WHAT IS REQUIRED. Which lines of the records below contain the word "person"? Report each of them in full.

INPUT FOR THIS TASK.
::::::::
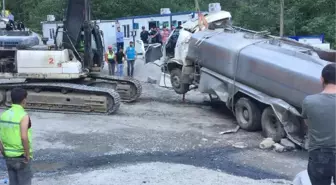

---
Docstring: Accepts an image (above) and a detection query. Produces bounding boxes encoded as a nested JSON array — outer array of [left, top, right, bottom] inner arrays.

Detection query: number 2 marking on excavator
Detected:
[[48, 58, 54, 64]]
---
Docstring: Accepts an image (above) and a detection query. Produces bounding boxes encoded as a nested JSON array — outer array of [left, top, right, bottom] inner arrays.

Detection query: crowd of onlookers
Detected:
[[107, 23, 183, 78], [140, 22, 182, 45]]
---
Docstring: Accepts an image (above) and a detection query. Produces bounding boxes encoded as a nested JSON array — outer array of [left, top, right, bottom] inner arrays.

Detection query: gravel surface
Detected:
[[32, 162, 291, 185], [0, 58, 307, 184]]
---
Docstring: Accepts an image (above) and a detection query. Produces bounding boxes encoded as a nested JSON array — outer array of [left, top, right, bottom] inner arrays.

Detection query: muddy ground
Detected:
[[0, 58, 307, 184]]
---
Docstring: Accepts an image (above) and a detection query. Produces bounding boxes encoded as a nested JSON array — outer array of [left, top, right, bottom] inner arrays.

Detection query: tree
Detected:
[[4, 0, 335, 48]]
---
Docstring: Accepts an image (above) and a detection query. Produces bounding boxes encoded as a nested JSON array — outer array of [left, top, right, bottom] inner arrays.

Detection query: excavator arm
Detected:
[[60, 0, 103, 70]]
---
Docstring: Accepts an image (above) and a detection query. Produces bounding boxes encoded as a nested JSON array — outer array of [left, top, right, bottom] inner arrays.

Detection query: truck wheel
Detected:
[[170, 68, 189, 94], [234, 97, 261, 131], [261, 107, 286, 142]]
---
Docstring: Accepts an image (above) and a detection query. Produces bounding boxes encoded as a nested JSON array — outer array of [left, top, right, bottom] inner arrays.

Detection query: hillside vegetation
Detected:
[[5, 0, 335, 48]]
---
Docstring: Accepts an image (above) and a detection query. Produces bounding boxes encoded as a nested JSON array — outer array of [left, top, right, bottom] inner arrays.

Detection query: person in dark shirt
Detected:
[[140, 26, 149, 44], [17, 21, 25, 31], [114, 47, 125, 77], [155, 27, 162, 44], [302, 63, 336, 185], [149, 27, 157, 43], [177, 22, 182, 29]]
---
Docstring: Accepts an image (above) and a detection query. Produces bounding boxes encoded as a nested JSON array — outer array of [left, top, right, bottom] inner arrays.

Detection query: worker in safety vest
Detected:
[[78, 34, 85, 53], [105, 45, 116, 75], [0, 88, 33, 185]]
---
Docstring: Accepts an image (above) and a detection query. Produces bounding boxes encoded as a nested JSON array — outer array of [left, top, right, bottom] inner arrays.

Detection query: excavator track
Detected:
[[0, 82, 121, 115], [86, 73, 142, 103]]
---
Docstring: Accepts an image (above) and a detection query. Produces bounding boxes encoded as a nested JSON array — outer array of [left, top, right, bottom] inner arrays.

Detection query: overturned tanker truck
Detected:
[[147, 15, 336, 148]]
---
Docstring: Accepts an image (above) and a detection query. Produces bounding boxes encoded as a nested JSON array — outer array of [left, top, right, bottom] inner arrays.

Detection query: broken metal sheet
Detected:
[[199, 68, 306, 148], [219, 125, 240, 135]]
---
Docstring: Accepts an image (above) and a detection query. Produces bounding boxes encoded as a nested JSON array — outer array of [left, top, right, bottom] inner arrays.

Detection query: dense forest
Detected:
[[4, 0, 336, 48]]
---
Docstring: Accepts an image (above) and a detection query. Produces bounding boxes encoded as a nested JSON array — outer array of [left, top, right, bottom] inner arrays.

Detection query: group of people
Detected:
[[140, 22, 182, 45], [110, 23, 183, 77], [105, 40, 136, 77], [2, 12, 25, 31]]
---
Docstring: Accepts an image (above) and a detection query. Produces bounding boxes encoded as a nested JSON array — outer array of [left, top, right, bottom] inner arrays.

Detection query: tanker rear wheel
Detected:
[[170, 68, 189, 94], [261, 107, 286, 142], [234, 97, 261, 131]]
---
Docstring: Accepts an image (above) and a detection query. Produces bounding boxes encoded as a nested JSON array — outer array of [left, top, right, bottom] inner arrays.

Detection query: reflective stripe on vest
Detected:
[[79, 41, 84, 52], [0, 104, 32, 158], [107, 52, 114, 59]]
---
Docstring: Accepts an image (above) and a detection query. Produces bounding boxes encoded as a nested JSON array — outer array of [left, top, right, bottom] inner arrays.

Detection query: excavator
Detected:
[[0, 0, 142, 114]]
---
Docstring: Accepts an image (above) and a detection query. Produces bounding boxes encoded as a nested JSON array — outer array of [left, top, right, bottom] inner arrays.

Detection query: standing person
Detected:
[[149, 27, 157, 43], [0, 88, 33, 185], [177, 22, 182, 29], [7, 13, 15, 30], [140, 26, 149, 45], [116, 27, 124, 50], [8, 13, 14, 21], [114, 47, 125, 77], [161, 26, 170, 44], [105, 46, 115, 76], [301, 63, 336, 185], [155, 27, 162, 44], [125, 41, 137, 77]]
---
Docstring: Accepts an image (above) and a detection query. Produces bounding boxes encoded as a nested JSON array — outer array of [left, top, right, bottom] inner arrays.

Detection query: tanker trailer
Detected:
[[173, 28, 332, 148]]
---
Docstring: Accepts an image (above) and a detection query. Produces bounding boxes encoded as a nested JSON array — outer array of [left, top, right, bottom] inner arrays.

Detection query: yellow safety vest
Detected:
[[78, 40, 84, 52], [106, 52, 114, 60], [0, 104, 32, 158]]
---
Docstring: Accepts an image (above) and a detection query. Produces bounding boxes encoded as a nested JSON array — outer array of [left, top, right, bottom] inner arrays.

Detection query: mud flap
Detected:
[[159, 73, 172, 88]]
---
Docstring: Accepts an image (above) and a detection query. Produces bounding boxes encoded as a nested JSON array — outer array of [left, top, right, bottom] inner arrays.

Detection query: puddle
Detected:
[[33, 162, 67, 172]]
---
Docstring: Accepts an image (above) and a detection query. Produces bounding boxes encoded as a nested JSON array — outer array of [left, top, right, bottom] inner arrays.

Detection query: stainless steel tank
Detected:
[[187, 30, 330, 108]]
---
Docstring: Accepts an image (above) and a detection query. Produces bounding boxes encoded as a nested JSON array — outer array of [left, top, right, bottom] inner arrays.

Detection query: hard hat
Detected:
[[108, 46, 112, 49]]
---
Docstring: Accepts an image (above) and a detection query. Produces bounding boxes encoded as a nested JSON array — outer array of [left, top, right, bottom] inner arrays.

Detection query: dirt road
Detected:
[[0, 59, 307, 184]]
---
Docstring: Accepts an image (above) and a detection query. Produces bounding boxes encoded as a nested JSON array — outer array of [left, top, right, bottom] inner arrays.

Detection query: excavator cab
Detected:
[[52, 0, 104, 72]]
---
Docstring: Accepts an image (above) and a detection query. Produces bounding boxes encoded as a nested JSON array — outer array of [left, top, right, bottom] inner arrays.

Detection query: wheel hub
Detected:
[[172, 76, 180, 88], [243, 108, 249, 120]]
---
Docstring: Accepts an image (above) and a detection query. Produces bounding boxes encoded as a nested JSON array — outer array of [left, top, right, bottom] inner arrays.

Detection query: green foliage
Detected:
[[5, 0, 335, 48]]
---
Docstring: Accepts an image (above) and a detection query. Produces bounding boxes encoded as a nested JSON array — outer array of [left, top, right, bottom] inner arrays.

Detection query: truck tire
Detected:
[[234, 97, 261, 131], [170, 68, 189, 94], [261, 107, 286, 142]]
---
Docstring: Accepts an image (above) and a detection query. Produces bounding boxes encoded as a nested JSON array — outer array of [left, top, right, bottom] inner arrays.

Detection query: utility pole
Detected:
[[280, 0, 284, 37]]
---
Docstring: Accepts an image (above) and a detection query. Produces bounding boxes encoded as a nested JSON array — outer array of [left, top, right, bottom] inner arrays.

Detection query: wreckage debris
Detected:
::::::::
ANSWER TO THE PROBLEM.
Detection query: person in dark shirt
Detection query: standing person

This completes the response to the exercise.